• **YOUR TASK**: Reproduce the lines of the material below without any change, omitting the pictures from your output.

------ DATASET CONTENT ------

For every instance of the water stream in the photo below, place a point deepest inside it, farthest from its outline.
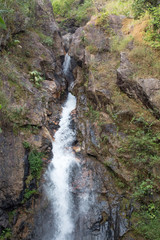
(59, 172)
(75, 203)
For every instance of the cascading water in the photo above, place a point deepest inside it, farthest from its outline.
(58, 174)
(66, 64)
(75, 205)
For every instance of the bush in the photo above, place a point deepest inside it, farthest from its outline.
(6, 234)
(72, 9)
(153, 32)
(148, 224)
(36, 78)
(35, 161)
(140, 6)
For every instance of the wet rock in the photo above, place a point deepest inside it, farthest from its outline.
(67, 39)
(149, 93)
(4, 220)
(124, 76)
(12, 159)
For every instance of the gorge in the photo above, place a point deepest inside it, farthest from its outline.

------

• **EXERCISE RESPONSE**:
For every instance of the water stream in the photo below, place a point deepest inside it, farthest from its outline.
(59, 172)
(75, 203)
For every instance of the cascading water in the photo above, place a point deepest inside it, farthest from its outline.
(58, 174)
(66, 64)
(75, 205)
For every instance of the bush in the photo above, place a point deepest inside it, farthest from its outline.
(6, 234)
(72, 9)
(153, 32)
(148, 224)
(36, 78)
(35, 161)
(140, 6)
For every instance of the wet rock in the photo above, place a point deepest inside it, farthest from its outline.
(67, 39)
(149, 93)
(4, 220)
(124, 76)
(12, 159)
For every instance of the gorge in the photo above, place a point deepest inside it, farthest from its outline.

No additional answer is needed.